[EXERCISE]:
Please report how many lines of the following entries hold the word "person", giving the number alone.

[Region pointing data]
BEGIN

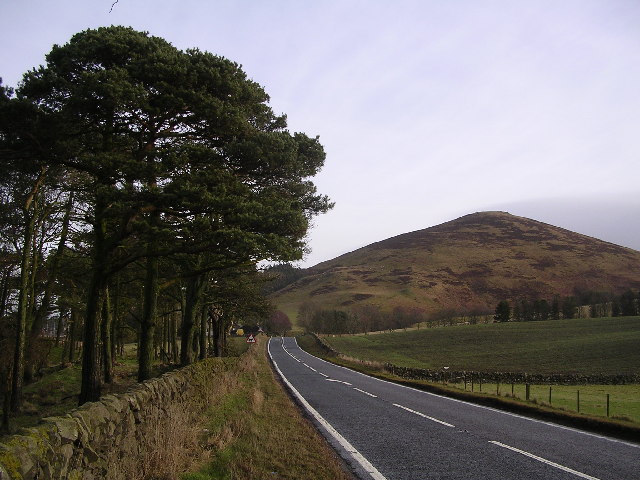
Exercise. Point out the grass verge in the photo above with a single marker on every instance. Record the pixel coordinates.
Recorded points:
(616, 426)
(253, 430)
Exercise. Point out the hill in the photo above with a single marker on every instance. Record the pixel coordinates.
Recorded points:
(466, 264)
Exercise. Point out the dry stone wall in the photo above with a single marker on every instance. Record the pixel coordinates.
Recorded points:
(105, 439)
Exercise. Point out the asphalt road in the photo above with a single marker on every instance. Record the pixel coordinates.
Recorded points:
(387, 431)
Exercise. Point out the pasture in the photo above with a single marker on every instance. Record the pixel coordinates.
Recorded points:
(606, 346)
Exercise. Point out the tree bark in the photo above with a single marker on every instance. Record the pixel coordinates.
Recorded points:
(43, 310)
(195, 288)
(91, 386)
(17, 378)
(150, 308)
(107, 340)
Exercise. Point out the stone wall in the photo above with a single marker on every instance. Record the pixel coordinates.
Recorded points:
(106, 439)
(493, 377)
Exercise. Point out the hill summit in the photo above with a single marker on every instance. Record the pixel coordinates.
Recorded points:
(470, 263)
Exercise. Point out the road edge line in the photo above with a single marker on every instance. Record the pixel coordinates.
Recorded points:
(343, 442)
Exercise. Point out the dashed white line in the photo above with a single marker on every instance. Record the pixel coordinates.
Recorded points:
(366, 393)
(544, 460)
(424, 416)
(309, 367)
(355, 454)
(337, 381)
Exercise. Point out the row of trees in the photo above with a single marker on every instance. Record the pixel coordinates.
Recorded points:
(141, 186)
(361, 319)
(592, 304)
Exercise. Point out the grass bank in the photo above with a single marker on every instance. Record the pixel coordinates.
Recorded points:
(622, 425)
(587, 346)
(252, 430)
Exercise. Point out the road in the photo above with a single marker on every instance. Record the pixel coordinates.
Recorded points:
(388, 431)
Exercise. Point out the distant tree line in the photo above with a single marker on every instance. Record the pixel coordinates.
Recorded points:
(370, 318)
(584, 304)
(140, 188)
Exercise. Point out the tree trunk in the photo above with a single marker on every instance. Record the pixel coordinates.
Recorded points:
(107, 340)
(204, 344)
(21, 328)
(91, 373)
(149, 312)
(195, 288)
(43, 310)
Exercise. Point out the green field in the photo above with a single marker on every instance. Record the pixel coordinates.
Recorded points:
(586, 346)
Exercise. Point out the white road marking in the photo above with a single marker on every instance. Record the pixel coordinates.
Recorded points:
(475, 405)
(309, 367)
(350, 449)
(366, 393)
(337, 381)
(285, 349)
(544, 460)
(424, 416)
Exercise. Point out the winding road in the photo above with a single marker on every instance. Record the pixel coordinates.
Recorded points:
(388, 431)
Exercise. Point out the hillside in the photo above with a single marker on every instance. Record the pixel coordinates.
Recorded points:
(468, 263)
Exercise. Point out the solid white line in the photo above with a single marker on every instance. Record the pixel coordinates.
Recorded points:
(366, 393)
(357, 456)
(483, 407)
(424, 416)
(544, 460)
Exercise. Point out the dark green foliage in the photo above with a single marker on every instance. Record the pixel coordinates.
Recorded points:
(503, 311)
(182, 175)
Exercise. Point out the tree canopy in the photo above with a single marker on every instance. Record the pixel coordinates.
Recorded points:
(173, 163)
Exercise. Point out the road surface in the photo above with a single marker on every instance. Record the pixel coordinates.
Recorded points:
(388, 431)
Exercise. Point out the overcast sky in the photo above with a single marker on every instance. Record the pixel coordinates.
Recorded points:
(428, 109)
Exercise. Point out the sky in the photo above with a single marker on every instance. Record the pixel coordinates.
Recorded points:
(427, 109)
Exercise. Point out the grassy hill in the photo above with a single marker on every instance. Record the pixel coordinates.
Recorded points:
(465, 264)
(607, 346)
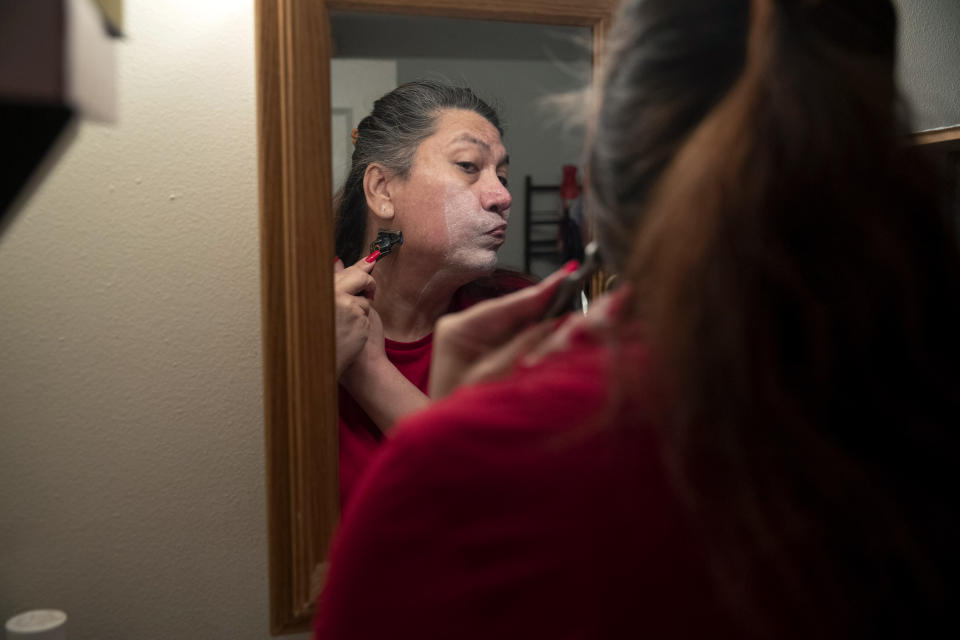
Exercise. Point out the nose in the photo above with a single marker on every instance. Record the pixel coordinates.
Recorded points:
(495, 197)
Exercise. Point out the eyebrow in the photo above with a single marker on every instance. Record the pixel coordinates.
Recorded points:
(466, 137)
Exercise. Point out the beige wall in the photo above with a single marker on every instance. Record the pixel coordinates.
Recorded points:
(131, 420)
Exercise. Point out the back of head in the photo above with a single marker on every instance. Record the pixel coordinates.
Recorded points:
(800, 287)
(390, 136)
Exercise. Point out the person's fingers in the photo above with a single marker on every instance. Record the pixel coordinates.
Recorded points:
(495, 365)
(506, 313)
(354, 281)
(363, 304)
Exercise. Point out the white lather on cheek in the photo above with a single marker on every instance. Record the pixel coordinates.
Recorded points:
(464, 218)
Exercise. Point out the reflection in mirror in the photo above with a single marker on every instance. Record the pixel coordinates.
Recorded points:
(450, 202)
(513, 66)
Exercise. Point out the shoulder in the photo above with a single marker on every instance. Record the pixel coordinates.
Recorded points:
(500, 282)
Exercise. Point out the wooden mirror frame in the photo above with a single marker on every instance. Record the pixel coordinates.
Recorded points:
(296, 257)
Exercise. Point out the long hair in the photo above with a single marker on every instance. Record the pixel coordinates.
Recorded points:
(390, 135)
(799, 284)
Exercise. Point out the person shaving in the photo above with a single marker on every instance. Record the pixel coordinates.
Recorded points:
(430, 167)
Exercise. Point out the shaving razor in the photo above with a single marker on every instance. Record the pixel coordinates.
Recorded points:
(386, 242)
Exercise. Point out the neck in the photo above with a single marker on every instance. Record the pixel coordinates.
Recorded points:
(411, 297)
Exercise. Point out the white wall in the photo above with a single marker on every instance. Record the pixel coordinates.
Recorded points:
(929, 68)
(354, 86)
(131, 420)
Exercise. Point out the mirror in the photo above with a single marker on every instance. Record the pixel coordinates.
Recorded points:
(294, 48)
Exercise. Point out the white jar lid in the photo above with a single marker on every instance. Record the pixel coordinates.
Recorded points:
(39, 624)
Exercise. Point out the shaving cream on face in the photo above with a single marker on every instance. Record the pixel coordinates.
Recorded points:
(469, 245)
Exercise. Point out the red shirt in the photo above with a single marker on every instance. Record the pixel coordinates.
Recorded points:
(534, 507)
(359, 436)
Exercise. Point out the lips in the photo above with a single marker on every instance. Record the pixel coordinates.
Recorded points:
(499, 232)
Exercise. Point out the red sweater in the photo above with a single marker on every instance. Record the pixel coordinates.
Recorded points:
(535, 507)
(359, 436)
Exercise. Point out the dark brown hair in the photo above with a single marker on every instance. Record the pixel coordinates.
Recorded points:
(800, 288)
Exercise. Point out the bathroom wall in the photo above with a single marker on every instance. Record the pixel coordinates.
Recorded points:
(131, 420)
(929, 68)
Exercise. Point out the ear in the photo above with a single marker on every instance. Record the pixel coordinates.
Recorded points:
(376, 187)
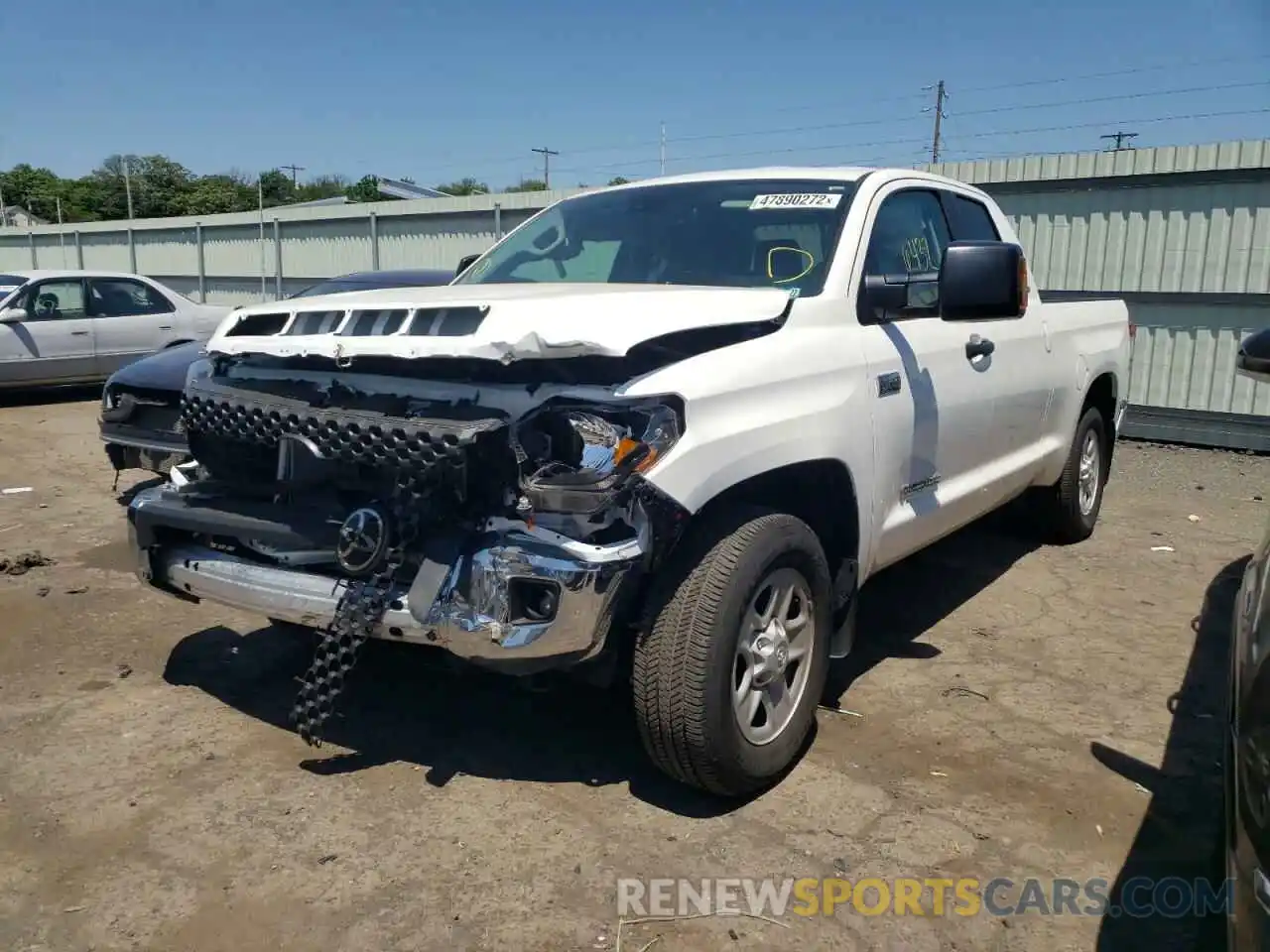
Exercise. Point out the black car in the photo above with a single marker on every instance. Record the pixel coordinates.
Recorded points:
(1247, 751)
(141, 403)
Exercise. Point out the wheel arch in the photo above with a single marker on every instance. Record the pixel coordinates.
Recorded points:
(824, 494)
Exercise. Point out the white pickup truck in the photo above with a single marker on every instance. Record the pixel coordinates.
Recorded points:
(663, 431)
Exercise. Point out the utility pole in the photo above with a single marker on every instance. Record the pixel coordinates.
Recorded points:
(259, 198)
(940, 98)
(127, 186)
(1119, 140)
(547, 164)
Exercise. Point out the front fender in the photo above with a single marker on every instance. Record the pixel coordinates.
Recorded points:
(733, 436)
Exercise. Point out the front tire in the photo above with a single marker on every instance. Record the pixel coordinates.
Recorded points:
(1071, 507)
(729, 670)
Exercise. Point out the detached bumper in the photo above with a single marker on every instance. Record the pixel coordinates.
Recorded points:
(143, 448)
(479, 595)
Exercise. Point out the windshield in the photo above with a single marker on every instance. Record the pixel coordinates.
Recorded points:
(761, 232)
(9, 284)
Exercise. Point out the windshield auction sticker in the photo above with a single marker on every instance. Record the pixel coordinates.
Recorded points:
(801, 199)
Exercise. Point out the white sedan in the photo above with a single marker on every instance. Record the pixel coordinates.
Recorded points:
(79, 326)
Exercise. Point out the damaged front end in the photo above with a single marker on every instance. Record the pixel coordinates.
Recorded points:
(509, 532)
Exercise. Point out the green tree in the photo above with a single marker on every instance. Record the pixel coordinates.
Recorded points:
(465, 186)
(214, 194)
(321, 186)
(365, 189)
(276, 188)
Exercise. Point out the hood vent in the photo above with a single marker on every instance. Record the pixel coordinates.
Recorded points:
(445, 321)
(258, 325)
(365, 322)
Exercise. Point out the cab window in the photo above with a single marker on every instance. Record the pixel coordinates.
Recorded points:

END

[ANSWER BOX]:
2